WHAT YOU WILL DO
Print verbatim the lines of the entries from the one containing "the wooden table" to the last, inclusive, and no others.

Stored items from a collection
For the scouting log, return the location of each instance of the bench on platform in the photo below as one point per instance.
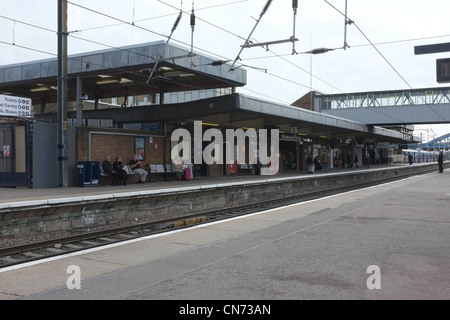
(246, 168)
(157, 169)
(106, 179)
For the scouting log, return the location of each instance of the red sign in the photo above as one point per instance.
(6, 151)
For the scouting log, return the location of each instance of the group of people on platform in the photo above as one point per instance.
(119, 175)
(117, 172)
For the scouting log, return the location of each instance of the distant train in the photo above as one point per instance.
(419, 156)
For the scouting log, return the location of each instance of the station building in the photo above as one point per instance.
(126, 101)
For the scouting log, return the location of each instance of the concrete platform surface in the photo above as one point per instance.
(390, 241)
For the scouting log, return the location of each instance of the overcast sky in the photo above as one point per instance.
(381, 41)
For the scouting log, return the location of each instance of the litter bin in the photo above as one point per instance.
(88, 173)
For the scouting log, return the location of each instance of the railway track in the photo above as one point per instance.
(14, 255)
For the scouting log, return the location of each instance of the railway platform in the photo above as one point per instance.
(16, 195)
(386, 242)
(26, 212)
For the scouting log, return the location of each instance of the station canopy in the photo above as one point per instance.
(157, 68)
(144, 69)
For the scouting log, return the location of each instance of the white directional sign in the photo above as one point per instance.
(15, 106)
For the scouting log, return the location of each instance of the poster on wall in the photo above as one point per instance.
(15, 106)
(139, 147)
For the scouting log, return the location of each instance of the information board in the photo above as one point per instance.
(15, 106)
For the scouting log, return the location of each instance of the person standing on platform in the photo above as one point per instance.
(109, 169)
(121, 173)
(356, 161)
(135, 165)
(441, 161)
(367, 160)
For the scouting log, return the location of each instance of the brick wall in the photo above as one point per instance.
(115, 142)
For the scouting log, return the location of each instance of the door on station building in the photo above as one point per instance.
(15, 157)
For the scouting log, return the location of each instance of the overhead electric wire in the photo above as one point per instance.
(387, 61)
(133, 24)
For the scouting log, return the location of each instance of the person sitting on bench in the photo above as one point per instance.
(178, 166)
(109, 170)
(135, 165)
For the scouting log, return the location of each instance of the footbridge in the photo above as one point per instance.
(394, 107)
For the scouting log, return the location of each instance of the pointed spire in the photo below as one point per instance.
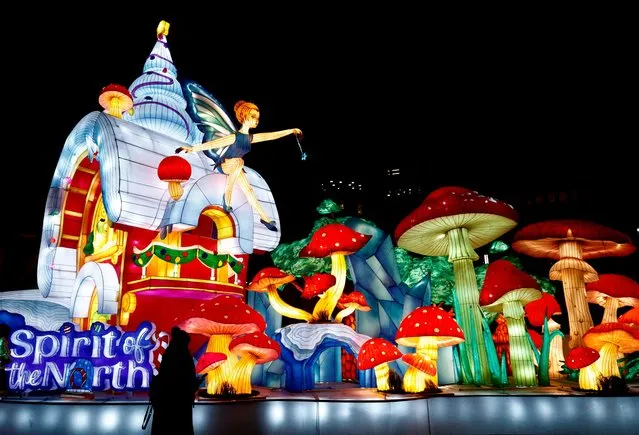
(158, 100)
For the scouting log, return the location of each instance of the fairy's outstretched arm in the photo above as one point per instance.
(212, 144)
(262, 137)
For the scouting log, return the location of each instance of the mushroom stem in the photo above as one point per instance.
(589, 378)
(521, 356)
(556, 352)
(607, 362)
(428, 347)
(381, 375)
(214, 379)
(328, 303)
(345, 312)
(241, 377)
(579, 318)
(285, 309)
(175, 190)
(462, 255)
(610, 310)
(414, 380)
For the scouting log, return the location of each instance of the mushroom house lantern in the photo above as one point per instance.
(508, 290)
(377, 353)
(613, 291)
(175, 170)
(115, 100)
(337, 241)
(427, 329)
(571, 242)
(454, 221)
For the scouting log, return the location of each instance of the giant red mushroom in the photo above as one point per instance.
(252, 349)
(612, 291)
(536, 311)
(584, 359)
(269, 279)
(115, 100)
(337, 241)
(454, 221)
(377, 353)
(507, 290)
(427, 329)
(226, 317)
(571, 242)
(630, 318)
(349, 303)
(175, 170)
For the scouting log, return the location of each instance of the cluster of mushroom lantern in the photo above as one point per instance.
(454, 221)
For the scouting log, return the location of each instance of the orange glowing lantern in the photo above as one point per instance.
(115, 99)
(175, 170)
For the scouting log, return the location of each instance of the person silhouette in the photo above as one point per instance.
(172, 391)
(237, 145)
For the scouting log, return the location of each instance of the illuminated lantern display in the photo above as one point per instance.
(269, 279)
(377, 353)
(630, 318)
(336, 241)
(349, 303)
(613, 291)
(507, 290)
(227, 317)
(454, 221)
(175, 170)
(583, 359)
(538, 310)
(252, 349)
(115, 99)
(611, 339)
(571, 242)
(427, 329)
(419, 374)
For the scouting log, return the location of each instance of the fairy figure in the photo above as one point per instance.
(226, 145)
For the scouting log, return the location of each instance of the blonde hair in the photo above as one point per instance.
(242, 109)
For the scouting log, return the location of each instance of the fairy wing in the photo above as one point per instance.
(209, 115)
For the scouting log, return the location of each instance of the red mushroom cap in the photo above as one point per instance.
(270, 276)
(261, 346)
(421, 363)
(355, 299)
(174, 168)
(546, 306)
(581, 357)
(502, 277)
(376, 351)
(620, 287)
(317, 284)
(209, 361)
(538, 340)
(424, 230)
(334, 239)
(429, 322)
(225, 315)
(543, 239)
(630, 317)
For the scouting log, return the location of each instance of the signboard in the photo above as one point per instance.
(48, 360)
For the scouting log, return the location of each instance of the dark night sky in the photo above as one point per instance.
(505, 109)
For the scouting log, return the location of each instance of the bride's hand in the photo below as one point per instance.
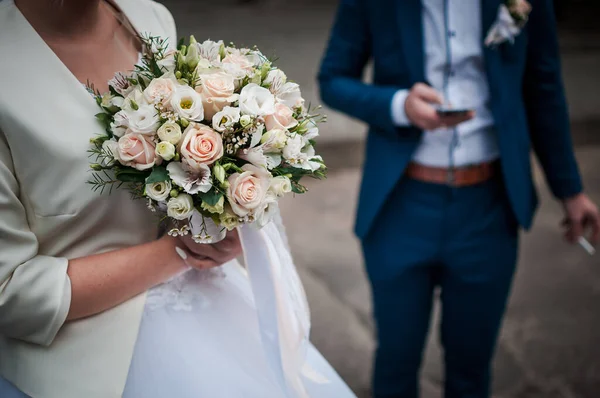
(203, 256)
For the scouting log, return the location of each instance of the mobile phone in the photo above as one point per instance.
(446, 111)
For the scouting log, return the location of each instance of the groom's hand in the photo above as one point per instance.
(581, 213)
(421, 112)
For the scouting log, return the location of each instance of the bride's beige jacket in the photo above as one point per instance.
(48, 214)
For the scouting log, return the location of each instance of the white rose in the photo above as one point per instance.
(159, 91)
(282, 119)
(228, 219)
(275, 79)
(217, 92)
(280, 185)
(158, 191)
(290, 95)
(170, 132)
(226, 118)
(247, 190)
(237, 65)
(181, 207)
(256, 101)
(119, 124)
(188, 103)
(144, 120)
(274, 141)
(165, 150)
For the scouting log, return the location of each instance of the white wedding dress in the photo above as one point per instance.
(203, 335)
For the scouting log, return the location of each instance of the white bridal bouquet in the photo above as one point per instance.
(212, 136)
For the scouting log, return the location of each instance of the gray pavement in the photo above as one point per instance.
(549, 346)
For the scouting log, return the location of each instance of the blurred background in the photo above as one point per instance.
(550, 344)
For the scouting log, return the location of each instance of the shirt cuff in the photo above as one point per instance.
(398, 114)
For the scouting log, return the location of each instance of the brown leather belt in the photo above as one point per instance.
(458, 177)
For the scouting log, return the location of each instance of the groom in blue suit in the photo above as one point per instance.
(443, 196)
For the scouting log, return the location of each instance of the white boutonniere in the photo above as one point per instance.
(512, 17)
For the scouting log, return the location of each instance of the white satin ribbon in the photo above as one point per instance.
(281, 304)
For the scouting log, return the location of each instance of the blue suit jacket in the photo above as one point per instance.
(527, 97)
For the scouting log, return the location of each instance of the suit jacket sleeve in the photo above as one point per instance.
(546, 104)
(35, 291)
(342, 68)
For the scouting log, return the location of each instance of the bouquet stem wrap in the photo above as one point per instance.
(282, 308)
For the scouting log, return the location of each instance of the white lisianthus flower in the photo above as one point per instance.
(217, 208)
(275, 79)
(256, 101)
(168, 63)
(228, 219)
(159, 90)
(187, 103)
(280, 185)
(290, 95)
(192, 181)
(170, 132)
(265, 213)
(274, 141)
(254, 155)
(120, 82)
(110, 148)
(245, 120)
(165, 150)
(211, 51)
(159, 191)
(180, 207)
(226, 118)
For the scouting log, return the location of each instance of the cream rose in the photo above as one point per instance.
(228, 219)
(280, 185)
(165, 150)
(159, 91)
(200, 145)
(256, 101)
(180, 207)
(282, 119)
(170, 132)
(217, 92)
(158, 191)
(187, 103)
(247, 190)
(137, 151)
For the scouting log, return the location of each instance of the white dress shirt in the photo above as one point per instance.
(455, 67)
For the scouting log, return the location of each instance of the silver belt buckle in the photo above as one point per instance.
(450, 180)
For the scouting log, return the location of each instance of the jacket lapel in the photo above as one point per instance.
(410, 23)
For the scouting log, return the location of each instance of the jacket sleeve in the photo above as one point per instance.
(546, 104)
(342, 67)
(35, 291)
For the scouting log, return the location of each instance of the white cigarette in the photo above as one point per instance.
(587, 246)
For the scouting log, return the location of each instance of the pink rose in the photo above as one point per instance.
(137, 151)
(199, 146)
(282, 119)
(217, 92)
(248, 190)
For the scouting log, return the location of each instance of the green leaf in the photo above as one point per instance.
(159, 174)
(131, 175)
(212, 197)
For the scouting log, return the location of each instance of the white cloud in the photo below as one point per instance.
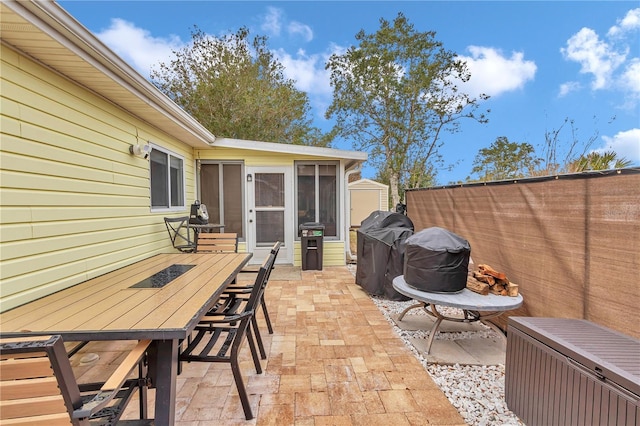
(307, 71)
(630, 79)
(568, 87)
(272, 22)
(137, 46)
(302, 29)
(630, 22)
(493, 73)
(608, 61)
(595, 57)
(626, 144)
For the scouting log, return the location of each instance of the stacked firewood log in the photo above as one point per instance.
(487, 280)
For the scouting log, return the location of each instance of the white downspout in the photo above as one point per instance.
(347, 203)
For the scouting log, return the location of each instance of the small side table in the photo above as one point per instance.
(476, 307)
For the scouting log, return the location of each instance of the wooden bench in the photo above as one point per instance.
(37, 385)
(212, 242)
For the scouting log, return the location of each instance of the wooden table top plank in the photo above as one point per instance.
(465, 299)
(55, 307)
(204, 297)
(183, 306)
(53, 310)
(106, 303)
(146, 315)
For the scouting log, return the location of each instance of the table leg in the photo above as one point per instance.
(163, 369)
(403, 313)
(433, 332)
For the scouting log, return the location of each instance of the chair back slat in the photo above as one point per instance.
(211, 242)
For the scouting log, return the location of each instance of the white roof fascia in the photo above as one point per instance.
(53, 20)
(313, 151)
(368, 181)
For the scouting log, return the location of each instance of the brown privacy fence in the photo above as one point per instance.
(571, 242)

ANSWER TO THE EXERCISE
For the scouting log, return the location of each instance of the wooden table top plank in the photo above as one point per instance.
(465, 299)
(55, 307)
(204, 297)
(183, 306)
(53, 310)
(106, 303)
(146, 315)
For the scouting log, return the location of each instance of the table leg in the photo above as one point per instance.
(163, 369)
(403, 313)
(433, 332)
For the scouting log, return the location of each instance of the chair back slat in the photo above as one point per instance.
(211, 242)
For the scouting log, return the location of each instance of the white roof fascia in the photo above as one point per instance.
(53, 20)
(313, 151)
(368, 181)
For the scouting log, return the location of each instance of the brown privacy fence in the photo above as one point per instance.
(571, 242)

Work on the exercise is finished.